[Coordinate annotation entries]
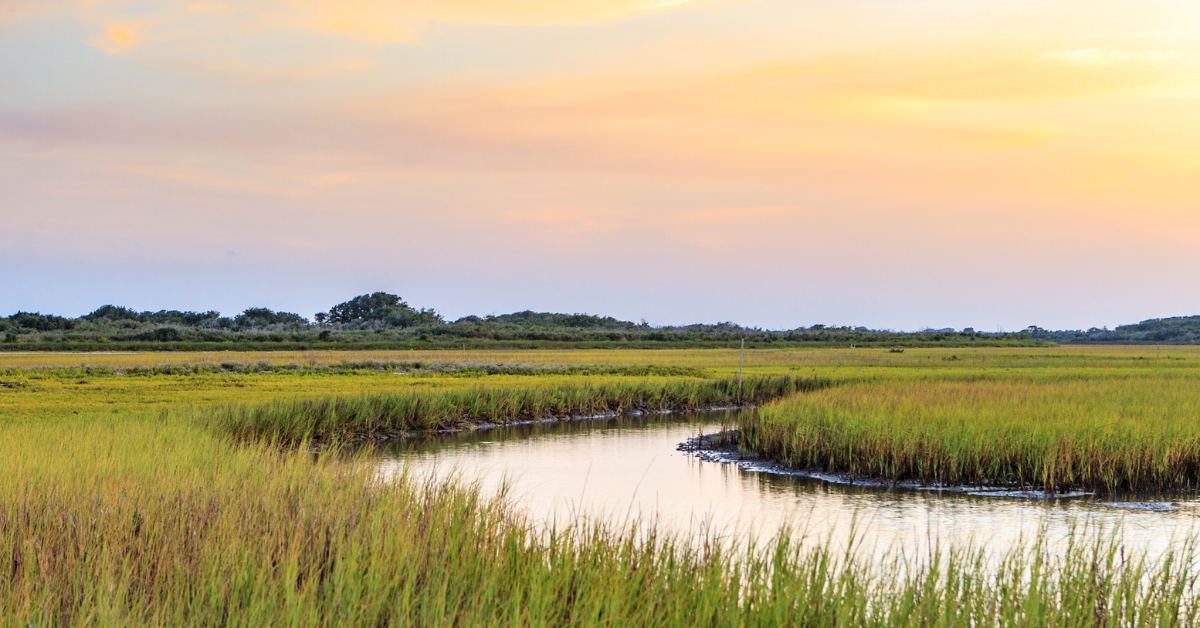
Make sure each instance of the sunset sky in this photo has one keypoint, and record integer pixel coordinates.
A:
(886, 163)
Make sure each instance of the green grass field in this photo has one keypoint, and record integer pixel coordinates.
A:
(1114, 419)
(124, 502)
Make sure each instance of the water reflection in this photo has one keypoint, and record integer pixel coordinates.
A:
(627, 470)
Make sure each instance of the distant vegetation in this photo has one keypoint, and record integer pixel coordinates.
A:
(1176, 330)
(382, 321)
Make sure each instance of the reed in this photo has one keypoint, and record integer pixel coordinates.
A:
(340, 418)
(153, 521)
(1123, 431)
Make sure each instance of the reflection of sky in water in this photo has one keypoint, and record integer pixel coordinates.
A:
(628, 470)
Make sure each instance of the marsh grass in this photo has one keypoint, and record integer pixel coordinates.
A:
(340, 418)
(1114, 432)
(153, 521)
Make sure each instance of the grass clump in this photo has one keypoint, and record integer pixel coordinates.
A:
(364, 416)
(156, 522)
(1122, 432)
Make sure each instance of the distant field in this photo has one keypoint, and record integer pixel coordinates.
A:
(53, 388)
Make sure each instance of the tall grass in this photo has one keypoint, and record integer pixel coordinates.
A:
(1115, 432)
(155, 522)
(354, 417)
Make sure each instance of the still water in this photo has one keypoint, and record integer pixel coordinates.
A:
(629, 471)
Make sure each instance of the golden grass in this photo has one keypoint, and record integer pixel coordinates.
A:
(1101, 419)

:: EXERCISE GOAL ::
Copy everything in the records above except the pictures, exactly as written.

:: EXERCISE RESULT ::
Make sure each instance of the sunset sky in this photo has one keypoint, and record integer pixel coordinates.
A:
(886, 163)
Make sure each instance of the green grass field in this photo has one keypoint, and record integer pixel coordinates.
A:
(1114, 419)
(124, 502)
Make sure each instance of the water reflection in this photo has one keypoint, and record integer pixel coordinates.
A:
(627, 470)
Make sure each instance of the distant vegetation in this photo has one keypoint, and record integer pixel coordinates.
A:
(1176, 330)
(382, 321)
Make sure each instance of the reed in this photo has one keypoint, and record integer pixel coordinates.
A:
(340, 418)
(153, 521)
(1123, 431)
Make sure each instance of the reflection of sky in water in this photo has one keypoint, and record integer pixel coordinates.
A:
(628, 470)
Make sure each instance of the marsh grass in this photo has one keypoint, and record integer pixel coordinates.
A:
(340, 418)
(1114, 432)
(153, 521)
Make sure each instance of the grass clump in this photo has one keypoint, and record integer pixel coordinates.
A:
(364, 416)
(156, 522)
(1122, 432)
Make sure each instance of the distant field in this photo has one keypoint, and record integer pixel coordinates.
A:
(53, 388)
Make sure each instance of the tall grass in this photo has one keypoint, and record integer pixel coordinates.
A:
(1115, 432)
(155, 522)
(354, 417)
Make sure each instance of the still water in this photo has one keypoint, and record integer pixel coordinates.
A:
(629, 471)
Make sure each instance of the golden grass in this photo has one keypoint, and record integer pixel coordinates.
A:
(1101, 419)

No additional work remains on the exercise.